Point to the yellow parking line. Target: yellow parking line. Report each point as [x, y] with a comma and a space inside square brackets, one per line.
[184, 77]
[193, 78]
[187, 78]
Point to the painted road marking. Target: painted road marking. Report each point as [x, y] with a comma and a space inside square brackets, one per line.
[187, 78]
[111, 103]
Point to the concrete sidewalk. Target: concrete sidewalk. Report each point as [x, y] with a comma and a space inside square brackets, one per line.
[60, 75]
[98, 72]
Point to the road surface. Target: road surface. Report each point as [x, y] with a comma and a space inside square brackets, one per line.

***

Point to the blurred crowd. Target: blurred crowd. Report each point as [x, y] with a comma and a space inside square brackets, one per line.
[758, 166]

***

**THE TASK:**
Print, from the entries above, the line with "Point to the yellow", the line with "Point to the road" and all lines between them, exactly and with nothing else.

**EXPECTED ANSWER:**
Point to the yellow parking line. Target: yellow parking line. Report each point as [x, y] with a comma and a space inside square brackets, one per line.
[184, 77]
[193, 78]
[187, 78]
Point to the painted road marking. Target: painted road marking. Report each point as [x, y] with a comma and a space inside square brackets, one per line.
[187, 78]
[111, 103]
Point to the concrete sidewalk. Target: concrete sidewalk. Report each point as [x, y] with a comma and a space inside square brackets, one per line.
[60, 75]
[98, 72]
Point to the road surface. Target: road surface. Report each point as [x, y] with a comma and a space inside square brackets, one per line.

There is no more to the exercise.